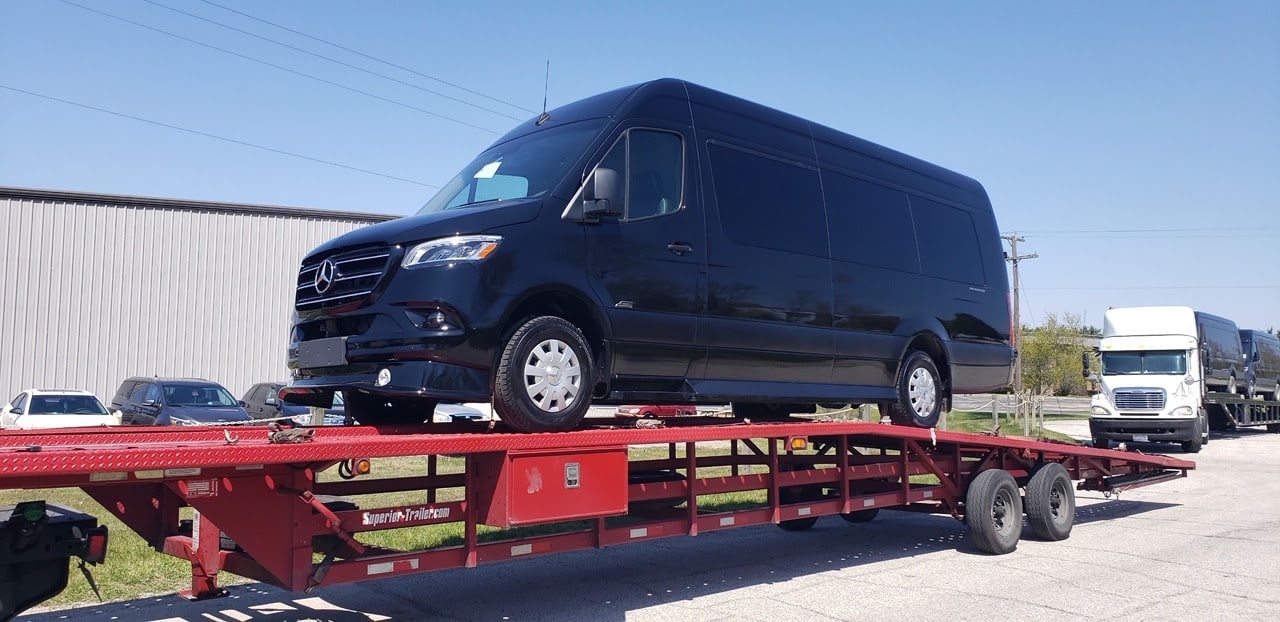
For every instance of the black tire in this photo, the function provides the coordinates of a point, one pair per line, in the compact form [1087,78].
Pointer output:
[382,410]
[798,495]
[860,515]
[993,511]
[919,392]
[762,412]
[1051,503]
[557,398]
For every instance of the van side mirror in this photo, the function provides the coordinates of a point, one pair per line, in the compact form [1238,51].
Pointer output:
[602,196]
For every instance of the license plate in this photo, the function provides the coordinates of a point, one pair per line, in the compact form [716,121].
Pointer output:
[329,352]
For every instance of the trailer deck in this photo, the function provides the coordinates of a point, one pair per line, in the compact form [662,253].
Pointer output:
[1228,411]
[260,511]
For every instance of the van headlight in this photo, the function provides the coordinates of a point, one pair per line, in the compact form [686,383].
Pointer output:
[448,250]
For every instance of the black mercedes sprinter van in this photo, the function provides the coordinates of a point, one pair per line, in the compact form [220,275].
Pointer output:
[663,243]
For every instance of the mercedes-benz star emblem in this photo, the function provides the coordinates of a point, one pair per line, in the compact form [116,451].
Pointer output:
[325,275]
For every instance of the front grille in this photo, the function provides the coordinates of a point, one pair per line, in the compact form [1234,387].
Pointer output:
[355,275]
[1150,399]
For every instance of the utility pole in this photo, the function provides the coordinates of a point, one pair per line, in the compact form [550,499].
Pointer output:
[1016,337]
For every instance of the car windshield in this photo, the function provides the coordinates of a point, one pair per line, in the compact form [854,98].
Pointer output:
[197,394]
[67,405]
[1156,362]
[525,167]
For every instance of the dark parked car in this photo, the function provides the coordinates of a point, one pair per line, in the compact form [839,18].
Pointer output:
[263,401]
[663,243]
[1261,364]
[176,401]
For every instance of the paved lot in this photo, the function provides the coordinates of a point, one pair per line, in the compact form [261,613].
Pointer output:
[1202,548]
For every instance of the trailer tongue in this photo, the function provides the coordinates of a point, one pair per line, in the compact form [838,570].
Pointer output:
[260,511]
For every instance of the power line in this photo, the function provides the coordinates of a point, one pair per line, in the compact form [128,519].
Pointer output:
[368,56]
[282,68]
[1157,287]
[206,135]
[334,60]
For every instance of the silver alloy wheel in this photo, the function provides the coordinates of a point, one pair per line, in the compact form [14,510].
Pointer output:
[553,375]
[922,390]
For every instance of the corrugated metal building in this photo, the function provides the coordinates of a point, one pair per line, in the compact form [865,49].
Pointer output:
[95,288]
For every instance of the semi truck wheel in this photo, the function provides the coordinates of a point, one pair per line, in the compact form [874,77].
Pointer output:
[919,392]
[544,376]
[993,511]
[382,410]
[1051,502]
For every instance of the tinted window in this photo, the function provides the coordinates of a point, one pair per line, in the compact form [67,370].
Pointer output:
[653,163]
[869,223]
[768,202]
[947,242]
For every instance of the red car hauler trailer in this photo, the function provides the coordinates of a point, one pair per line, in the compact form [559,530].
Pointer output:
[260,511]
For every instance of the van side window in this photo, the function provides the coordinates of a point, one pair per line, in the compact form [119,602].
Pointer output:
[758,193]
[869,223]
[654,163]
[947,242]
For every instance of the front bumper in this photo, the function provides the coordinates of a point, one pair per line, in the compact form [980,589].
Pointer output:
[1155,429]
[425,379]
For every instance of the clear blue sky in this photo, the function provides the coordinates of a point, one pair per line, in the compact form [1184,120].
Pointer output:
[1155,119]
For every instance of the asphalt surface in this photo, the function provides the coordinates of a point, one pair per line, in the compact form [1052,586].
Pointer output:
[1200,548]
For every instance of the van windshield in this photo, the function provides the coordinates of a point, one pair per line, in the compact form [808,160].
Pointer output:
[525,167]
[1157,361]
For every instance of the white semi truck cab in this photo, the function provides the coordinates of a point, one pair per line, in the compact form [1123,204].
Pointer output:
[1151,385]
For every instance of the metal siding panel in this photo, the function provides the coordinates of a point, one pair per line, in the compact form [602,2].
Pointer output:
[104,291]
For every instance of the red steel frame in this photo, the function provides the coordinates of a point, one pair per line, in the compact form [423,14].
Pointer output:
[265,497]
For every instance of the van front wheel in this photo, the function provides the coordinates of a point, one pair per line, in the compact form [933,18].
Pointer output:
[919,392]
[544,376]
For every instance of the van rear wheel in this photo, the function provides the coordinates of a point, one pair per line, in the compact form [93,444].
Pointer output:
[544,376]
[919,392]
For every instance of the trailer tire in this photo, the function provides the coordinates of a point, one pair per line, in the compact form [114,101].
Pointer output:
[919,392]
[557,396]
[1050,502]
[380,410]
[993,512]
[860,515]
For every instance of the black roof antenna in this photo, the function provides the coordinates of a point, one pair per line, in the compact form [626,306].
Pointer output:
[544,117]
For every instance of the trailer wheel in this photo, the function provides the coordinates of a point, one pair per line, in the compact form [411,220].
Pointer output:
[382,410]
[993,511]
[860,515]
[544,378]
[1051,502]
[919,392]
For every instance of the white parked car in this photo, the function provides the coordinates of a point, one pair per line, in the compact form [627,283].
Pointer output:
[44,408]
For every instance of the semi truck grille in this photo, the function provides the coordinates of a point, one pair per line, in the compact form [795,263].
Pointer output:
[339,279]
[1151,399]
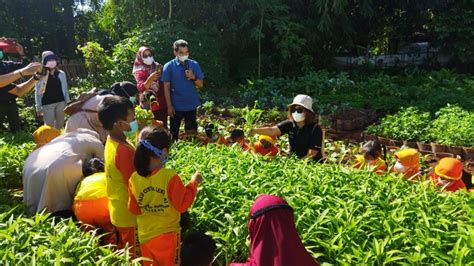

§

[Task brief] Copy the entries character for character, excluding any pictures.

[Answer box]
For every instance of the black tire in this photo, the function provides the coordinates of a point, one pair per line, in the compact form [1087,78].
Pointer output:
[382,410]
[798,495]
[860,515]
[993,511]
[919,392]
[762,412]
[1051,503]
[557,398]
For every instance of the van side mirror in this photo, the function provides the coordinates of a point, one pair per line, in the compact form [1238,51].
Pointer output:
[602,196]
For every instance of the license plate in this photo, the function provides the coordinates of a point, one pair per line, in the compact form [716,121].
Pointer output:
[329,352]
For every instance of the trailer deck in this photo, the function provides the coordinates of a point, one pair per line, in the compact form [662,253].
Pointer output:
[1228,411]
[260,511]
For every instance of the van headlight in this photo, the function provides the coordinates of a point, one pair per line, in the compact form [686,383].
Pointer output:
[448,250]
For every instance of the black mercedes sprinter van in this photo, the function provides the coordinates of a point, one pair per line, in the compact form [220,275].
Pointer output:
[663,243]
For every instance of the mercedes-benz star emblem in this photo, the function provides the coordinates of a point, one pair per line, in the compact form [116,451].
Pointer output:
[325,275]
For every instance of the front grille in this photo, the function provides the coordinates of a point, one pair per line, in the compact form [1234,387].
Pointer output:
[355,275]
[1150,399]
For every instance of the utility pole in this photo, the function provides the coordinates of a point, one pair per line, in the compact form [550,499].
Pointer output:
[1016,337]
For every instance of the car windshield in this photo, the function provides the coordinates of a point, one pair per line, in the compact form [854,98].
Pointer output:
[197,394]
[67,405]
[1156,362]
[525,167]
For every instance of the dark parked car in this photo, the function provides the coordinates of a point, one pair per line, in the compact form [839,18].
Pointer output:
[263,401]
[663,243]
[1261,364]
[176,401]
For every instance of the paved lot in this photo, the function provides the coordinates of a point, one pair per line, in the compact form [261,613].
Pointer output:
[1202,548]
For every instance of the trailer tongue in this photo, the function provides the coordinates of a point, one pair per line, in the compact form [838,570].
Pointer output:
[260,511]
For every instance of the power line in this photo, the function provides the coordinates of a point, one pair per line, in the compact form [128,519].
Pointer output:
[368,56]
[282,68]
[1157,287]
[206,135]
[334,60]
For every instance of the silver alloy wheel in this photo, the function provides the coordinates of a point, one pair per line, in the compact form [14,510].
Pointer output:
[553,375]
[922,390]
For every instance of the corrugated metal building in this photo, the function provides the coordinates of a point, one pair per line, in the compact form [865,49].
Pointer output:
[95,288]
For every instance of the semi truck wheel in this photo, the function provides the coordinates of a point, one pair per line, in the compact form [874,77].
Pointer output:
[919,392]
[544,376]
[993,511]
[382,410]
[1051,502]
For every instance of the tinted window in this photo, the function provides the coordinates of a point, one pair per line, in the compact form [67,370].
Pointer output:
[653,163]
[869,223]
[768,202]
[947,242]
For every instance of the red car hauler trailer in this photo, the function provides the coordinates of a point, one pair per line, in the compact form [559,530].
Pointer output:
[260,511]
For every instance of the van side window in this photo, the function provides the coordinates of a point, one pair per line, in the compact form [119,602].
Pointer output:
[758,193]
[869,223]
[654,163]
[947,242]
For every instance of the front bumper in this photo, the function provides the coordinates of a point, one pair per line, in the compact form [980,589].
Pointer output:
[1155,429]
[425,379]
For every instance of the clear blue sky in this photo, the function provides the coordinates of a point, one pair per line, in the compact form [1184,120].
Pointer output:
[1155,119]
For every instance of the asphalt surface in this photo, the function provides the coordinates of a point, one pair per line, in the compact form [1052,586].
Pointer output:
[1200,548]
For every instance of the van windshield in this photo, the function provides the coordinates of a point, one pair per line, in the compact form [808,160].
Pointer output:
[525,167]
[1157,361]
For every instance of the white semi truck cab in this photo, the function provides the coordinates of a point, one pair per line, in the compact form [1123,204].
Pointer output:
[1151,385]
For every instance of the metal siding panel in this photo, the function provides the coordinates of a point, one pair per line, in the compact form [602,2].
Pointer output:
[104,291]
For every instance of the red steel frame in this photo, the function provides the coordinates of a point, one pair per line, in the compact form [423,14].
Pointer output:
[265,497]
For every instance of the van front wheel in this photo, the function provides the coordinates of a point, one pair per line, in the compact form [933,18].
Pointer output:
[919,392]
[544,376]
For every instance of the van rear wheel in this photo, the function provides the coordinates of a point, one pair per line, in the compact form [93,444].
Pointer output:
[544,376]
[919,392]
For every instance of the trailer tire in this photo, the function provides the coordinates of a point, one pair per line, in the compact form [114,101].
Pointer output:
[919,392]
[557,396]
[1050,502]
[380,410]
[993,512]
[860,515]
For every instance of the black roof antenna in this photo, the function provides the coordinates of a point, one pair per line, in the compact form [626,306].
Pointer output:
[544,117]
For every instance of the trailer wheel in this photo, the function provides the coordinates of a point, one pair per line, in the compact form [411,220].
Pointer output:
[382,410]
[993,511]
[860,515]
[544,378]
[1051,502]
[919,392]
For every instance of the white parked car in this photo, the function provides the coordinates of a point, one pair per line, in the compact form [627,283].
Pointer output:
[44,408]
For every instance of the semi truck grille in this photo, the function provides the coordinates of a point, one pair per line, in the compact form [795,263].
Pointer output:
[339,279]
[1151,399]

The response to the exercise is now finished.